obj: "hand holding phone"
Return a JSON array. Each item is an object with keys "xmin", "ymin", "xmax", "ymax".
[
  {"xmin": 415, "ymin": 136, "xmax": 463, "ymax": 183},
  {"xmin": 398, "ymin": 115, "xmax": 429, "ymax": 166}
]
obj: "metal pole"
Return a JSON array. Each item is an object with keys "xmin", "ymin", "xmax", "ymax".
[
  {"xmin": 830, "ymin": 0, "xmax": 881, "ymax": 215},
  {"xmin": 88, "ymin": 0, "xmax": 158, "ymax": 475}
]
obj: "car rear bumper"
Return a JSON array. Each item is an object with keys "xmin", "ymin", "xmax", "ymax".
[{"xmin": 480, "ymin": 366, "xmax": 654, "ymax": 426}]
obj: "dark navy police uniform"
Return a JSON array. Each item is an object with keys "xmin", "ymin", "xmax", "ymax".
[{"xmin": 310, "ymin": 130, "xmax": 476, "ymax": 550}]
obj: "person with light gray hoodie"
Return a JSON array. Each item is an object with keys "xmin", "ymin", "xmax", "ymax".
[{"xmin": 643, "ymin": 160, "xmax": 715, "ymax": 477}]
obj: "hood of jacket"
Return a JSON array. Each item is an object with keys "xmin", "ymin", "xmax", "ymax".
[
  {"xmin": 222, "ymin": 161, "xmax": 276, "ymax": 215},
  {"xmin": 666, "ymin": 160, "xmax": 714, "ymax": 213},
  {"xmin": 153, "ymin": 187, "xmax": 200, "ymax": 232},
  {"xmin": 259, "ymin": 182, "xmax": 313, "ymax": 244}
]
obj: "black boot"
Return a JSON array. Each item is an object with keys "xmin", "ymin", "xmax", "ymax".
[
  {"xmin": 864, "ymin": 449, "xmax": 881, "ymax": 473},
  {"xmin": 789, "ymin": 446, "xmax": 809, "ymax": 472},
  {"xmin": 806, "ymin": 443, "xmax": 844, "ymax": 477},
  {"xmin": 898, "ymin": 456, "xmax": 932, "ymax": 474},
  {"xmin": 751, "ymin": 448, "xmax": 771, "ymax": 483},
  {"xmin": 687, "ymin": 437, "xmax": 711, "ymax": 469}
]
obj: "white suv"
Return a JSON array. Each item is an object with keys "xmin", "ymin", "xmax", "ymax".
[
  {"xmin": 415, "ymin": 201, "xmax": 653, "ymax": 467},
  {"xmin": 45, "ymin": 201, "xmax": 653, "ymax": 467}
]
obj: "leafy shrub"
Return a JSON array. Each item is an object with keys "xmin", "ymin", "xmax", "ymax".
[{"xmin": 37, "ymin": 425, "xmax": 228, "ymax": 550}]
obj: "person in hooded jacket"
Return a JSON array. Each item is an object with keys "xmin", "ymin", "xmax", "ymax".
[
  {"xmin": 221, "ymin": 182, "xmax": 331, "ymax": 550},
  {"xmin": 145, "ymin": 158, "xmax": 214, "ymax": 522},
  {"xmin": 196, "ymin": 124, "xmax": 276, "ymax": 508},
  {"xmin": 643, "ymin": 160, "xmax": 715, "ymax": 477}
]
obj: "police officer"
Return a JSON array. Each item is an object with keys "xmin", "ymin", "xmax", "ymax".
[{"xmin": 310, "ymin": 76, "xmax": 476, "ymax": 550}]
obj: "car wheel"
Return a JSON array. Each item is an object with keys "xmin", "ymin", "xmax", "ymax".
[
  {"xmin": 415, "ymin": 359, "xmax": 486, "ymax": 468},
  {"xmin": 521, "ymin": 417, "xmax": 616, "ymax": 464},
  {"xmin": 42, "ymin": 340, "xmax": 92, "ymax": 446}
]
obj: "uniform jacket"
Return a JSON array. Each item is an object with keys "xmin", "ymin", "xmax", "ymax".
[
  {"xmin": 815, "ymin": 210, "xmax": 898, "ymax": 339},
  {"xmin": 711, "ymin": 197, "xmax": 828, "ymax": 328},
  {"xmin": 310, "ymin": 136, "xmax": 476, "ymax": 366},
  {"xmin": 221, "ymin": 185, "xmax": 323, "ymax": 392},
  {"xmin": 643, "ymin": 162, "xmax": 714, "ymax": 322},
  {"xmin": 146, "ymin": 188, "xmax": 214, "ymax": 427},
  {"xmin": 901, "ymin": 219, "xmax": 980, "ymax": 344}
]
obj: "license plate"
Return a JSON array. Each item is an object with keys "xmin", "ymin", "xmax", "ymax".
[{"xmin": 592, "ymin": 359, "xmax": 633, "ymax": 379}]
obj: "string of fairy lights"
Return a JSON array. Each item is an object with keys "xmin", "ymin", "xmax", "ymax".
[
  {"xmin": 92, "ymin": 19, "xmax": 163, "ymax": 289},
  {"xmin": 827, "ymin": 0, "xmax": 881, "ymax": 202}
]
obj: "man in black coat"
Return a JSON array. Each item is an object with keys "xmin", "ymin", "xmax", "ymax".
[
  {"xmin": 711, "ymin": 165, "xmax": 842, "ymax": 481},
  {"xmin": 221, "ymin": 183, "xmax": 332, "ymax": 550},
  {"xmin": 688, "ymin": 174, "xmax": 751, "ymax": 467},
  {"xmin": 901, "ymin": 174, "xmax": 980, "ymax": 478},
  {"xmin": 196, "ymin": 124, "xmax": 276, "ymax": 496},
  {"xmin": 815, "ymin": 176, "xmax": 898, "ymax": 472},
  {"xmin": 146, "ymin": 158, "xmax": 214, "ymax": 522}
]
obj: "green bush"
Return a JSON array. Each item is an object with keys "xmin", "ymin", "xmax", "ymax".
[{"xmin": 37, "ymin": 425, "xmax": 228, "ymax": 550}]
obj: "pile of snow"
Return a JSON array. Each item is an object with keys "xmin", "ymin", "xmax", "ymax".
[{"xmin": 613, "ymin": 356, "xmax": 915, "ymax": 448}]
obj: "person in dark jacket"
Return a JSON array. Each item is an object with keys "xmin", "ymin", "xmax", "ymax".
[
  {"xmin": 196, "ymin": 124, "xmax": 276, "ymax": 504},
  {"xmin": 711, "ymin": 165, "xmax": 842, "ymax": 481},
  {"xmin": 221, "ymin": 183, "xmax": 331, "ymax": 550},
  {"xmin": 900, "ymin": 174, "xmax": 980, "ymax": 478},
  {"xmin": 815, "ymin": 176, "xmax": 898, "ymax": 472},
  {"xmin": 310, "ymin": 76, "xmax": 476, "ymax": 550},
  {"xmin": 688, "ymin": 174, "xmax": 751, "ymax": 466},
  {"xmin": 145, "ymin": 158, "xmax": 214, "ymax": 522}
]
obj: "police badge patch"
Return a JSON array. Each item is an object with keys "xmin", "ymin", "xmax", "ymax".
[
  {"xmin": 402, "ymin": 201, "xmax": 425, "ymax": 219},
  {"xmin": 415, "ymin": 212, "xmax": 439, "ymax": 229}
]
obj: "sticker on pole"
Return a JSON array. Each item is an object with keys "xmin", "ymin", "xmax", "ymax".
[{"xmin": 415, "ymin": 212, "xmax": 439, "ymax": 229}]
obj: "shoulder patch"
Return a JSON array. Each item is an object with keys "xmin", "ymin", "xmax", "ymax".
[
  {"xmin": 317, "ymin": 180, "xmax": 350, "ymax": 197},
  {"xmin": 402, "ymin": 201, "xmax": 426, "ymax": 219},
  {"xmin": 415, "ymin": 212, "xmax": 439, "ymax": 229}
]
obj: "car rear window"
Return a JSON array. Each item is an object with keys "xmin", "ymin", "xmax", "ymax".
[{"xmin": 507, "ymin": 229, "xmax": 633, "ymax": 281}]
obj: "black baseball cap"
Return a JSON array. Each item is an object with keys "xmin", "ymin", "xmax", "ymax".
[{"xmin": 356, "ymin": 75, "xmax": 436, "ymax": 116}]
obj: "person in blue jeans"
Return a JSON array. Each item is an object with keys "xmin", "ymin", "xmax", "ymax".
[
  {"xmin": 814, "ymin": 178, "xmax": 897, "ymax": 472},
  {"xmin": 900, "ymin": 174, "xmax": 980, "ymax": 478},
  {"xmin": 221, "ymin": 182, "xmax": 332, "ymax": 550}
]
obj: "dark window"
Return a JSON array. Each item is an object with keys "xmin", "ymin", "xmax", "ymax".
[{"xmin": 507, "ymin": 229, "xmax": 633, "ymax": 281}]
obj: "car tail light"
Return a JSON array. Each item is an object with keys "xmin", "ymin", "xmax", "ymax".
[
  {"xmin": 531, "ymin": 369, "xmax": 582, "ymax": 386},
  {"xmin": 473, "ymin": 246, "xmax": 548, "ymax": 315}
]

=======

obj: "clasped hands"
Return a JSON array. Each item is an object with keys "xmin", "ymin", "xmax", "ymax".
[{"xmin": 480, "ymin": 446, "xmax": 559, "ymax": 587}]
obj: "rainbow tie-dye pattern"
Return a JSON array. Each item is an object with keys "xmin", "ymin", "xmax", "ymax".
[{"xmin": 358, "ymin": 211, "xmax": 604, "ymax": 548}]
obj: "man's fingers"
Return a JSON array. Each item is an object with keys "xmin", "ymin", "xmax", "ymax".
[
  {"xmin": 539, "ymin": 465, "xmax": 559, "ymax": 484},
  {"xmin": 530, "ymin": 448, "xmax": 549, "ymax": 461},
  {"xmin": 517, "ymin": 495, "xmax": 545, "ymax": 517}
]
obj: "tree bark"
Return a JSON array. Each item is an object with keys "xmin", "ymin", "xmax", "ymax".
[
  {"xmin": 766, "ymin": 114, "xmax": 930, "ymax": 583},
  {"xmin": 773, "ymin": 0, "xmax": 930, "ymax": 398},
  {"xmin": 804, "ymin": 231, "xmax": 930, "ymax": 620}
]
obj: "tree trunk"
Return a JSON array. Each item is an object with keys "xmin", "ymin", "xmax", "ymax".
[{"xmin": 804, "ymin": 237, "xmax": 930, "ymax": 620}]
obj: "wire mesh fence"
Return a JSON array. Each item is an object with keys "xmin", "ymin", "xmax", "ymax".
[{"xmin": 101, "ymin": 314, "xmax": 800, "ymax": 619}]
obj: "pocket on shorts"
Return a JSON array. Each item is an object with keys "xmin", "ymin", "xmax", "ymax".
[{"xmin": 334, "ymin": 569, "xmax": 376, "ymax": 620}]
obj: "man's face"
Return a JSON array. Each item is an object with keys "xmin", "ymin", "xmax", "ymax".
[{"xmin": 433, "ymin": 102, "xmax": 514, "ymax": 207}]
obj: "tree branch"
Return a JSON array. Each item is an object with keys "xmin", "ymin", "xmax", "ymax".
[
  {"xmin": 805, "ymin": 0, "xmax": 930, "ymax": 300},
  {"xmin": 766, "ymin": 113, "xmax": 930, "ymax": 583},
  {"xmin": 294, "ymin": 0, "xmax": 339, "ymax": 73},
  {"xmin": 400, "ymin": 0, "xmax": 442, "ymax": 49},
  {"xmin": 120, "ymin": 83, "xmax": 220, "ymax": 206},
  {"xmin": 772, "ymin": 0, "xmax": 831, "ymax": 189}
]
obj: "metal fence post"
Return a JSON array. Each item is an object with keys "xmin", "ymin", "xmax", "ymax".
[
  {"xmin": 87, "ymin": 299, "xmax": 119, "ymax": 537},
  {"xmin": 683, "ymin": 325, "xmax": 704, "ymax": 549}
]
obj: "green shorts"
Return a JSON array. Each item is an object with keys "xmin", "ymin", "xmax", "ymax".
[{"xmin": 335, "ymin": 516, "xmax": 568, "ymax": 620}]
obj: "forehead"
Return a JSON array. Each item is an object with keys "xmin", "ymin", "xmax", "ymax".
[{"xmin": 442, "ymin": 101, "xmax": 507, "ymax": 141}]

=======

Pick out every line in the records above that contains the word "jacket" and copy each one. Uppercase and lowercase count as different.

obj: "hood of jacket"
obj: "person in hooded jacket"
obj: "uniform jacket"
obj: "person in dark jacket"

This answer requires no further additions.